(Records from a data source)
════════════════

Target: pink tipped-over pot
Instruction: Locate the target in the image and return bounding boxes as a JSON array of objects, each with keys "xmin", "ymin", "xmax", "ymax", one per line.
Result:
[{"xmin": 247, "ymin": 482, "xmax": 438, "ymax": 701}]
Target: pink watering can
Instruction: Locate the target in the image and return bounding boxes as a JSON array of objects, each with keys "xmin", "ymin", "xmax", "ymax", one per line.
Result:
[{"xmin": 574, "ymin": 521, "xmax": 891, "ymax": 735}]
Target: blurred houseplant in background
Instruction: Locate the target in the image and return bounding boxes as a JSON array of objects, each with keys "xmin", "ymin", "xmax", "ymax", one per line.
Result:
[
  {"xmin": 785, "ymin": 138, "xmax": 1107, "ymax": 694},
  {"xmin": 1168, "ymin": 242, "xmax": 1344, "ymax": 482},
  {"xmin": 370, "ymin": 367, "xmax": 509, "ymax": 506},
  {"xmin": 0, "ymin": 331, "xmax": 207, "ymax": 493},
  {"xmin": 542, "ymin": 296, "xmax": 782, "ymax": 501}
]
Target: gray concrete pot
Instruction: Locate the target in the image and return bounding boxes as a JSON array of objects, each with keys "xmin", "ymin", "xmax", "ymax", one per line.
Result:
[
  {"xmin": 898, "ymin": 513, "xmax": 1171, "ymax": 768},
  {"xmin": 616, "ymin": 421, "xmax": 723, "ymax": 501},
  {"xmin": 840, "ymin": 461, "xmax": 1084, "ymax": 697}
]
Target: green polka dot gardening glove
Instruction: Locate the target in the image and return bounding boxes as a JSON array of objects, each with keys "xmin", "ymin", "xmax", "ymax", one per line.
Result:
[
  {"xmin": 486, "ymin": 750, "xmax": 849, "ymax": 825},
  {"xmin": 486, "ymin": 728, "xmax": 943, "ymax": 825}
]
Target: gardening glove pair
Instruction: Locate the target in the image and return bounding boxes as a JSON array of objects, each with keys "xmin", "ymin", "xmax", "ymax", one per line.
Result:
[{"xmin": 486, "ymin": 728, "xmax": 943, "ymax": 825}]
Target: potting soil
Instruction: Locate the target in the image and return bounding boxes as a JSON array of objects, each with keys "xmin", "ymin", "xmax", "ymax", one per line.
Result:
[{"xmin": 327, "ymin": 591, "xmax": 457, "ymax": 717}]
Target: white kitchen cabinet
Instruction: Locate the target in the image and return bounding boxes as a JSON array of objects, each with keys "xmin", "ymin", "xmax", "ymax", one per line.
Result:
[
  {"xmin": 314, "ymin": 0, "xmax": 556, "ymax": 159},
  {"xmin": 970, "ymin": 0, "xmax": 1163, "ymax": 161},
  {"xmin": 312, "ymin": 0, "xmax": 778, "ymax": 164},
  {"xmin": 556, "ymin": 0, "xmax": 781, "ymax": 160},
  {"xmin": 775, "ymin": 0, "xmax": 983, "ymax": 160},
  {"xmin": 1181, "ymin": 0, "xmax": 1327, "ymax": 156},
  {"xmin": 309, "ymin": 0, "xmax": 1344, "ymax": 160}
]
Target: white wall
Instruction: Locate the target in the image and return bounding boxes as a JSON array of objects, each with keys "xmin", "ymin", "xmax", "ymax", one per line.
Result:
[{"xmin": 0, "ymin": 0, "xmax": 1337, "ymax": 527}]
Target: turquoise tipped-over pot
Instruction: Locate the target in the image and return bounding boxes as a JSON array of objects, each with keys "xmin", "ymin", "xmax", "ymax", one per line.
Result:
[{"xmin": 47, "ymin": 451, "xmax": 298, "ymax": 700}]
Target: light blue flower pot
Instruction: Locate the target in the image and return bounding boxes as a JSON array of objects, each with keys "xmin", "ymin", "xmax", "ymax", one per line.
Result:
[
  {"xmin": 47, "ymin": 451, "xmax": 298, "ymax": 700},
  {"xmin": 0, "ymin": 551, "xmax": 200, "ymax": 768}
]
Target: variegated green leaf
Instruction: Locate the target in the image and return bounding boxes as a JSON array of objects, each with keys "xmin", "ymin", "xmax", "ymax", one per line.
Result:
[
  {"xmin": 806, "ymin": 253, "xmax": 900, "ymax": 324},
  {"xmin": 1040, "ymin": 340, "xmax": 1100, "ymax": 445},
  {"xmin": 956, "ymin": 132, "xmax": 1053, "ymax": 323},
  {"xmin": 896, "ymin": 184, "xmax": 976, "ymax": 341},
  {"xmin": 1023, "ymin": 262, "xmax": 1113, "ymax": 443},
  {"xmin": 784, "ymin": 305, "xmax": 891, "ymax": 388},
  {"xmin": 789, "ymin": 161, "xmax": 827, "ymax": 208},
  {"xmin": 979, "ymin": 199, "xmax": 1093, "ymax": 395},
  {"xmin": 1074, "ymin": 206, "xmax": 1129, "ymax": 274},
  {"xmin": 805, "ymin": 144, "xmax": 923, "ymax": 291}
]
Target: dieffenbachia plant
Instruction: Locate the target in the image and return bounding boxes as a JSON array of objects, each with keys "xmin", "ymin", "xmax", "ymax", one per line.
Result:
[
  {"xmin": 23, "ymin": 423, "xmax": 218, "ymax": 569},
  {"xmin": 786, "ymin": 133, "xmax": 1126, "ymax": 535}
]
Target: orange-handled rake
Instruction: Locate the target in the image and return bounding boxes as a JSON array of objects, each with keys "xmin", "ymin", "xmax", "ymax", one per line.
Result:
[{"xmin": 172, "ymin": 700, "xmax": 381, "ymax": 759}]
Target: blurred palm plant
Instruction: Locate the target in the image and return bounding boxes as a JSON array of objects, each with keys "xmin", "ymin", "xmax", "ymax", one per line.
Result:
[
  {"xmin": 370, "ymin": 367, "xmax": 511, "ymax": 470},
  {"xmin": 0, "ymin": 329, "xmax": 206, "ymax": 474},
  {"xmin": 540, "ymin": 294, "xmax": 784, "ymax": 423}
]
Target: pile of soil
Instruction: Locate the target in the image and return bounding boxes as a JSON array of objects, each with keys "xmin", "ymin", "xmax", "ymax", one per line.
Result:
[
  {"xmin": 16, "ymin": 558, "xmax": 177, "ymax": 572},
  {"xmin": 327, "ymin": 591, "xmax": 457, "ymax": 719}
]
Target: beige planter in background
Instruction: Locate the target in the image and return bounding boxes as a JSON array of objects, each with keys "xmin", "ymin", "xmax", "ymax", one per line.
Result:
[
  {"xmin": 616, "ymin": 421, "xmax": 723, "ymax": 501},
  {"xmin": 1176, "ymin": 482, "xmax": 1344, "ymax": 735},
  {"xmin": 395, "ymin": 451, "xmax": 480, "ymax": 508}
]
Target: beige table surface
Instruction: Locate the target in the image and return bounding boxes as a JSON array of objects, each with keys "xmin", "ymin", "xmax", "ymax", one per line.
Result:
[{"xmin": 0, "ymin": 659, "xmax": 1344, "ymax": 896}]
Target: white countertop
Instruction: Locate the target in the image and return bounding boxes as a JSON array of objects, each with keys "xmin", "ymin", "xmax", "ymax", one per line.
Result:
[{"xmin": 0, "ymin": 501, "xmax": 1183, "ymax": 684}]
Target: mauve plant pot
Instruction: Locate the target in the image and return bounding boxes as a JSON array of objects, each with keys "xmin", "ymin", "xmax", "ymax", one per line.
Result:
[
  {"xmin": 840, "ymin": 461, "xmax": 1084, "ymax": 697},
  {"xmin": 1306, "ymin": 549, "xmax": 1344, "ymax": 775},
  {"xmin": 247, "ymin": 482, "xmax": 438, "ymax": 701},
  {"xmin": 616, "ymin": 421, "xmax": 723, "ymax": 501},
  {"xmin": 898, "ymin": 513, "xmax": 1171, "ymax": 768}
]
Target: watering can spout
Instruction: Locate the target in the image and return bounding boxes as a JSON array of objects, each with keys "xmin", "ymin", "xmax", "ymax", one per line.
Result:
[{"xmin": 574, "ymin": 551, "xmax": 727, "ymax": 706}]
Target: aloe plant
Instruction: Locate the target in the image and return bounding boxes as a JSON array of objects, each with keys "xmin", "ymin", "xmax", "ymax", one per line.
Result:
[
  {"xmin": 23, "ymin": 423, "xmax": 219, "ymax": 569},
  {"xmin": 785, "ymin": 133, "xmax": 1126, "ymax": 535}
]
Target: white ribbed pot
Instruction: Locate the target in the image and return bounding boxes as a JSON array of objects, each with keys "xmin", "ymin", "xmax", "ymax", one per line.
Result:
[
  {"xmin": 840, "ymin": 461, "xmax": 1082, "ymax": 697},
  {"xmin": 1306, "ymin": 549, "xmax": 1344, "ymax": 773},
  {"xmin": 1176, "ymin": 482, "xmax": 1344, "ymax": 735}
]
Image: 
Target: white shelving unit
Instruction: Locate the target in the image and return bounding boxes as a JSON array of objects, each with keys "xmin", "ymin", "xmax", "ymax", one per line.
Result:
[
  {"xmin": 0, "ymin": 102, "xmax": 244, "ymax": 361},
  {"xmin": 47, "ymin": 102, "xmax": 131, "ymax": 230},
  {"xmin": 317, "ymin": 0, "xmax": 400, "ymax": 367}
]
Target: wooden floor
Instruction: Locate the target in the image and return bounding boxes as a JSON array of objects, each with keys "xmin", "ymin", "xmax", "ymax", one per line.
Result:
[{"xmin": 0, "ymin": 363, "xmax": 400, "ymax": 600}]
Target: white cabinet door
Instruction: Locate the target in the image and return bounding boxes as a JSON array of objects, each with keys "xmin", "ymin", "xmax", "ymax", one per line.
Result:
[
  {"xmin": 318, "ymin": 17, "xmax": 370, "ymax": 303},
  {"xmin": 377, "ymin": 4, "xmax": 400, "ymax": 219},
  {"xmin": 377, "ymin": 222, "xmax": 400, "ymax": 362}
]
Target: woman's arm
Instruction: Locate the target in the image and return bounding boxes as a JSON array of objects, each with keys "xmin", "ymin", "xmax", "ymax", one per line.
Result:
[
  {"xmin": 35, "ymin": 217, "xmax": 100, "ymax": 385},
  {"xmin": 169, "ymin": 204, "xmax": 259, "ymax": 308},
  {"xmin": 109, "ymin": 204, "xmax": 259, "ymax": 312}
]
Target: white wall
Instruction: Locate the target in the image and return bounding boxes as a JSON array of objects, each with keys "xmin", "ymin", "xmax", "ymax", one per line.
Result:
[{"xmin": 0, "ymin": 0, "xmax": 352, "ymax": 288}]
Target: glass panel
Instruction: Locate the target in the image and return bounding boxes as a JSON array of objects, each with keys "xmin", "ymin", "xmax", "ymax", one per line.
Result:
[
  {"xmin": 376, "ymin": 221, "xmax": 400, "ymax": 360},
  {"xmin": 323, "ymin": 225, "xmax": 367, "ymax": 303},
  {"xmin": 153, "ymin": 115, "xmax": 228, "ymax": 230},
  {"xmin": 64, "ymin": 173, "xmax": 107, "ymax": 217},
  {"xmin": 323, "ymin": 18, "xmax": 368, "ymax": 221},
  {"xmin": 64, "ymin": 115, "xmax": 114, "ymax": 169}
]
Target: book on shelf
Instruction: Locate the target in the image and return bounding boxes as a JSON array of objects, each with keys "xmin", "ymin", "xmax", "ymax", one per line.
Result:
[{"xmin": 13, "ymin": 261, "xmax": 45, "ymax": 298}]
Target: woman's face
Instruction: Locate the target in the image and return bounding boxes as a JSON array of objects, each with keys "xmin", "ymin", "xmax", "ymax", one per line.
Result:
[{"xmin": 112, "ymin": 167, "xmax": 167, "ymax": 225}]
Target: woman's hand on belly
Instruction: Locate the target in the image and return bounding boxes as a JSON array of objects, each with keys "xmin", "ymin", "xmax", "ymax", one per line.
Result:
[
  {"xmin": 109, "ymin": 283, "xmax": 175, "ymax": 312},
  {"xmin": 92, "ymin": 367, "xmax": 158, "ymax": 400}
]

════════════════

Count the lines above that contain the word "pink". Give only the number.

2